Recorded data
------------------------

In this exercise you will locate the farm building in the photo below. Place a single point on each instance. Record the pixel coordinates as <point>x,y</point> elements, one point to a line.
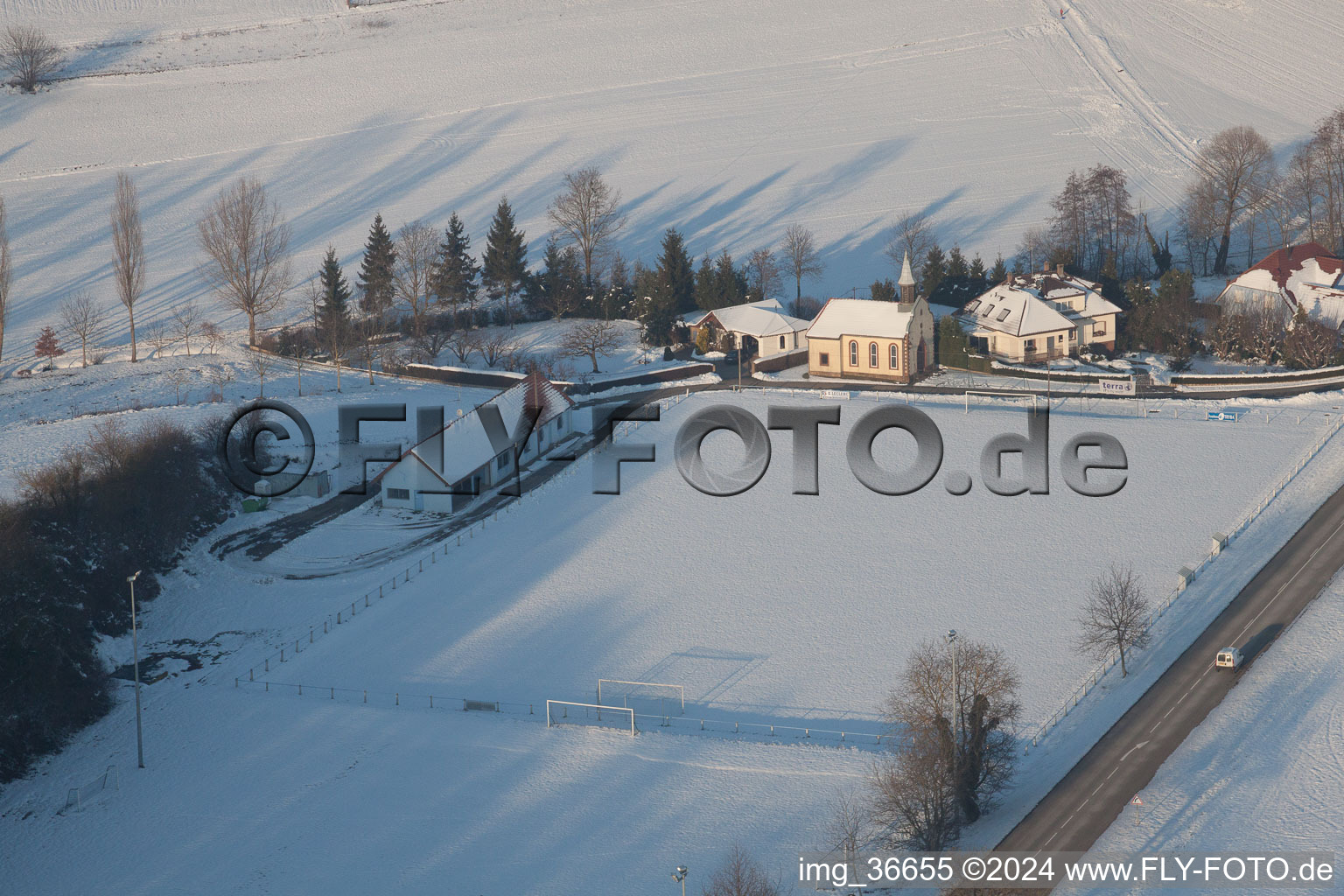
<point>449,468</point>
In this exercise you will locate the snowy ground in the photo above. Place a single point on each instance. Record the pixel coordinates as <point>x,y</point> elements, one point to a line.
<point>1264,771</point>
<point>42,416</point>
<point>754,604</point>
<point>729,121</point>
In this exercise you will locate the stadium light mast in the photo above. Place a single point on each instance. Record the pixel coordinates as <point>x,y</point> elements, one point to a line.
<point>679,875</point>
<point>135,644</point>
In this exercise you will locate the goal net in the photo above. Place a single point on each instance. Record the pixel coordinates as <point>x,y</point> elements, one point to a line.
<point>646,696</point>
<point>990,398</point>
<point>561,712</point>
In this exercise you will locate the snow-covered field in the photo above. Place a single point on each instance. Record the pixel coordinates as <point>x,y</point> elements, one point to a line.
<point>729,121</point>
<point>766,606</point>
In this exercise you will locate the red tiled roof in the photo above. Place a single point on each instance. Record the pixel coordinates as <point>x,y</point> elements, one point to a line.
<point>1285,261</point>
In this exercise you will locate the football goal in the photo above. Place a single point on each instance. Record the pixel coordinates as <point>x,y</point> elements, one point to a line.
<point>613,692</point>
<point>990,398</point>
<point>562,712</point>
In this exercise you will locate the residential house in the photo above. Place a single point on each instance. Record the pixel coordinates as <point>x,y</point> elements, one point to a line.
<point>1040,316</point>
<point>865,339</point>
<point>756,328</point>
<point>1306,276</point>
<point>449,466</point>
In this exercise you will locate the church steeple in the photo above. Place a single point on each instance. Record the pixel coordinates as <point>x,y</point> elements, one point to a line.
<point>907,283</point>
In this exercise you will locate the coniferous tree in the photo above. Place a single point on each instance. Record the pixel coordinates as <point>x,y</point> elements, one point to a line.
<point>706,286</point>
<point>454,270</point>
<point>504,262</point>
<point>730,284</point>
<point>675,274</point>
<point>375,271</point>
<point>333,311</point>
<point>558,290</point>
<point>934,270</point>
<point>616,303</point>
<point>999,273</point>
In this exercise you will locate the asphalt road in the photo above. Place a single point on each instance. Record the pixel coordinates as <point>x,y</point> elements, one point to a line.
<point>1092,795</point>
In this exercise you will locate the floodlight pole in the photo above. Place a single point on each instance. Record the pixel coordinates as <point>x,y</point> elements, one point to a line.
<point>956,707</point>
<point>135,644</point>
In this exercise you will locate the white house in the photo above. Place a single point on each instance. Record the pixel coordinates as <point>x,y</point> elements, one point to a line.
<point>1040,316</point>
<point>446,471</point>
<point>761,328</point>
<point>1308,276</point>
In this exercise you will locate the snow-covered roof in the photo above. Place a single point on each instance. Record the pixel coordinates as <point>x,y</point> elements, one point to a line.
<point>1306,276</point>
<point>1037,304</point>
<point>754,318</point>
<point>862,318</point>
<point>466,442</point>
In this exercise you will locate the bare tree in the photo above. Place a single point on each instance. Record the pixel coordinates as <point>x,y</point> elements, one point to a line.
<point>1115,615</point>
<point>741,875</point>
<point>213,335</point>
<point>5,274</point>
<point>128,248</point>
<point>800,256</point>
<point>159,338</point>
<point>764,273</point>
<point>586,215</point>
<point>413,274</point>
<point>246,245</point>
<point>850,826</point>
<point>261,364</point>
<point>178,378</point>
<point>220,376</point>
<point>29,55</point>
<point>496,346</point>
<point>592,339</point>
<point>913,234</point>
<point>463,344</point>
<point>82,318</point>
<point>1234,170</point>
<point>914,794</point>
<point>186,320</point>
<point>338,341</point>
<point>973,724</point>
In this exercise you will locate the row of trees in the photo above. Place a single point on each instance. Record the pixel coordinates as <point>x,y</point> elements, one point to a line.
<point>62,572</point>
<point>953,719</point>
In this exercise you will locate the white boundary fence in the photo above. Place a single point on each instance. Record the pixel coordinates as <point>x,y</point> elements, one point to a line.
<point>80,795</point>
<point>591,710</point>
<point>1093,677</point>
<point>679,690</point>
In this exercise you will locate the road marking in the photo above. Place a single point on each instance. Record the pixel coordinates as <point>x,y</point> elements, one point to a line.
<point>1133,748</point>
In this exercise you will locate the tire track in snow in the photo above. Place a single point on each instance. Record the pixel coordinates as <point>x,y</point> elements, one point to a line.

------------------------

### REQUIREMENT
The records must come back exactly, with their pictures removed.

### SOLUTION TO THIS EXERCISE
In this exercise you will locate the farm building in the photo below. Place a single point on each instance. Record the pixel coordinates as <point>x,y</point> elements, one point to a line.
<point>449,468</point>
In this exercise you will locate the snowy ground in the photo above. Place a single point on each instance. Record the pixel coordinates as <point>x,y</point> elements, one point to a line.
<point>1264,771</point>
<point>42,416</point>
<point>754,604</point>
<point>729,121</point>
In this exercise you will locate the stadium light mast in the photo above. Place a single point on each instance. Record the pixel coordinates as <point>x,y</point> elements, one point to a line.
<point>679,875</point>
<point>135,644</point>
In this exercise you will locate the goal net in the photo above. Place a single point on each instance. Record the pixel coordinates as <point>x,y</point> elements, one point to a line.
<point>646,696</point>
<point>990,398</point>
<point>561,712</point>
In this exercise you will locate the snow-covered field in the photo above. Place a single point on each instance. Record the pixel coordinates as <point>x,y</point> elements, one point to a line.
<point>729,121</point>
<point>766,606</point>
In this exercise you will locate the red tiled roof in the photo above. Place a single point on each instance. Record the pixel coordinates as <point>x,y</point> elements, one point to a line.
<point>1285,261</point>
In this exercise you will locate the football goal in the photo above. Place a single point on each instance. Record the pixel coordinates as <point>x,y</point> elements, one point to a line.
<point>613,692</point>
<point>990,398</point>
<point>562,712</point>
In this exercise you will locate the residential house in the photo above. Place a single point on each instance. Record the pixel coordinates as <point>x,y</point> elements, one point to a line.
<point>1040,316</point>
<point>865,339</point>
<point>756,328</point>
<point>1306,276</point>
<point>449,466</point>
In this exercise you will locate the church steeple in the photo above. Place a single point on each instance. Record the pixel coordinates as <point>x,y</point> elements, one point to a line.
<point>907,283</point>
In this exercise you will locate the coniferous tree in the photo above. Place a single point on each instance. Record the pixel coordinates as <point>x,y</point> elements, one point to a line.
<point>706,286</point>
<point>454,270</point>
<point>504,262</point>
<point>730,284</point>
<point>675,274</point>
<point>375,271</point>
<point>333,311</point>
<point>558,290</point>
<point>934,270</point>
<point>616,303</point>
<point>999,273</point>
In this exercise you will locate the asphalt road in the photo above. Place a single point on each instance. Record the pixel coordinates as <point>x,y</point> elements, one point to a line.
<point>1092,795</point>
In this exercise you will locate the floodlight pole in the photo above. Place a single point on each instance. Record the pixel coordinates as <point>x,y</point> elements, one point to a line.
<point>956,707</point>
<point>135,644</point>
In this exercise you will locate the white house in the photo above. Place a single point on each instance. Record the pixel coordinates as <point>x,y</point> elements, one point to a line.
<point>1040,316</point>
<point>446,471</point>
<point>761,328</point>
<point>1308,276</point>
In this exercise you will locate the snow-covered roof in the photo above. Place a single point on each instance. Record the pixel coordinates as <point>x,y</point> elements, one point to a line.
<point>1306,276</point>
<point>1037,304</point>
<point>754,318</point>
<point>862,318</point>
<point>466,442</point>
In this exercise you will locate the bare tree in the photo above. Place a single point on each instance. Record the pixel coordinates as <point>x,y</point> elements, one point to a line.
<point>1115,615</point>
<point>741,875</point>
<point>213,335</point>
<point>5,274</point>
<point>128,248</point>
<point>800,256</point>
<point>159,338</point>
<point>764,273</point>
<point>586,215</point>
<point>413,274</point>
<point>246,245</point>
<point>850,826</point>
<point>261,364</point>
<point>178,378</point>
<point>220,376</point>
<point>29,55</point>
<point>496,346</point>
<point>592,339</point>
<point>913,234</point>
<point>463,344</point>
<point>82,318</point>
<point>1234,170</point>
<point>914,794</point>
<point>186,320</point>
<point>338,341</point>
<point>973,724</point>
In this exercise you will locate the row of trees in the photo above. Place a single point on each instance. Record the pixel coordinates as <point>x,y</point> elements, one point to a line.
<point>62,572</point>
<point>953,719</point>
In this exercise you will locate the white boundary fence in the photo above. Place a single point on each instance. Record the pixel coordinates as <point>x,y</point> elements, one point to a line.
<point>80,795</point>
<point>591,710</point>
<point>1093,677</point>
<point>679,690</point>
In this exercise you will locate the road marking in the photo above. Place a single point on each instance. Record the pixel coordinates as <point>x,y</point> elements, one point to a line.
<point>1133,748</point>
In this exercise you will locate the tire track in snow in the photo above. Place a single point on each instance. Record the pixel coordinates as <point>x,y</point> elements, one point to a line.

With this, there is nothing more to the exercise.